**Set of tasks**
1 – In the excerpt about the family's move to Canberra, what did the land agent offer Mavis after she bought the house?
2 – List every family member whose first name appears in the excerpt about the family's move to Canberra.

When I had been offered the directorship of the CIS, Mavis had sensed how keen I was to take on this responsibility and so, despite our having become settled in Melbourne, she had agreed to another move to another strange city where we, as usual, had no relatives or friends. I went on ahead, but this time — having learned from my two previous mistakes — only took a rented house. With perseverance, Mavis sold our “white elephant” without loss, packed the furniture again and brought the family to Canberra. Once again, she made the routine calls on the headmasters of the local schools and got the children settled in and adjusted to the new school curriculum, before she searching for and buying a home for us. Mavis found a house in the best residential suburb in class-conscious Canberra. She obtained it at a price which so impressed our land agent that he immediately offered her a job on his staff. This invitation she declined, and we settled down to the task of getting our family arrangements back to normal. The local guide company was short of a leader, as was the local scout troop, so we both volunteered, and our children joined our units. Both the guides and the scouts flourished, and did so for the next eleven years. We set new standards in Canberra for guide and scout cooperation. In New South Wales (which for scouting purposes included the ACT), there was a split between these two “kin” organisations and we found this disconcerting. So we arranged joint training for leaders of both organisations, as well as social activities, and when our own scouts and guides held their annual camps we often managed to have combined campfires at night.

We joined the local Baptist church and discovered an intelligent, progressive fellowship. The church had a lively youth group which, amongst other activities, fielded two men's hockey teams, one in senior grade. Andrew and Ian were soon involved, and not long afterwards I was invited to be their goalkeeper. The three Whitrod males turned out each Saturday afternoon, and Mavis and Ruth loyally came as barrackers. After the game the family usually went to a picture show at Manuka, and then had a snack at a nearby cafe. From 1954 to 1964, Mavis gave all her time to being a homemaker. She was always there when the children came home from school. She listened to their accounts of the day's events, tactfully offered wise counsel, ensured we were all properly clothed and fed, offered warm hospitality to the other children of our neighbourhood who were less well cared for, maintained a nice garden in poor soil, and made friends with our neighbours. A former guide, now a professor of Economics in Canada, wrote recently saying that the Whitrods had provided her with a second home while she was growing up in Canberra, and added that she had always been warmly welcomed and her views were listened to with respect — a rare thing for children in those days.

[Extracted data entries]
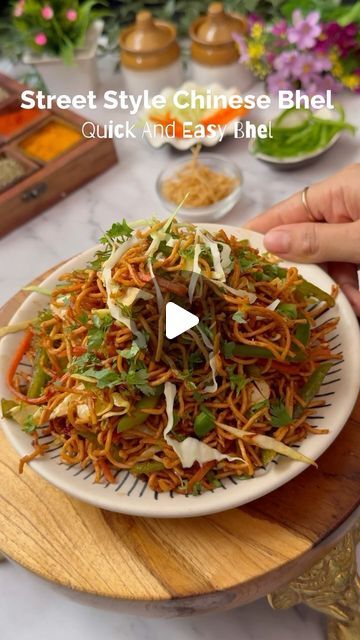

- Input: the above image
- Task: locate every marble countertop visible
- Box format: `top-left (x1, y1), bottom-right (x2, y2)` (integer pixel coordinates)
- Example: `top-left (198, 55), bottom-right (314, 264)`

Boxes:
top-left (0, 65), bottom-right (360, 640)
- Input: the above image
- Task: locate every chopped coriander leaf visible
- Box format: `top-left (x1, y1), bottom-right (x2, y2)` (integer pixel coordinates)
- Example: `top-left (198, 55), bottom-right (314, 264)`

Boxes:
top-left (87, 314), bottom-right (113, 351)
top-left (136, 331), bottom-right (150, 349)
top-left (232, 311), bottom-right (246, 324)
top-left (70, 351), bottom-right (100, 373)
top-left (194, 405), bottom-right (215, 438)
top-left (89, 249), bottom-right (111, 271)
top-left (118, 341), bottom-right (140, 360)
top-left (238, 249), bottom-right (261, 273)
top-left (276, 302), bottom-right (297, 320)
top-left (121, 360), bottom-right (155, 396)
top-left (22, 415), bottom-right (38, 433)
top-left (270, 400), bottom-right (292, 427)
top-left (223, 341), bottom-right (236, 358)
top-left (100, 218), bottom-right (133, 244)
top-left (84, 368), bottom-right (122, 389)
top-left (188, 351), bottom-right (203, 369)
top-left (229, 365), bottom-right (250, 395)
top-left (179, 245), bottom-right (195, 259)
top-left (248, 400), bottom-right (270, 415)
top-left (253, 264), bottom-right (287, 282)
top-left (77, 311), bottom-right (89, 324)
top-left (115, 299), bottom-right (132, 318)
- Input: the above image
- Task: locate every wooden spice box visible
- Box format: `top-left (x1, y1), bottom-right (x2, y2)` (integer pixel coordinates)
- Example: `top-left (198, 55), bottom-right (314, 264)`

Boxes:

**Responses to the exercise**
1 – He offered her a job on his staff.

2 – Mavis, Andrew, Ian, Ruth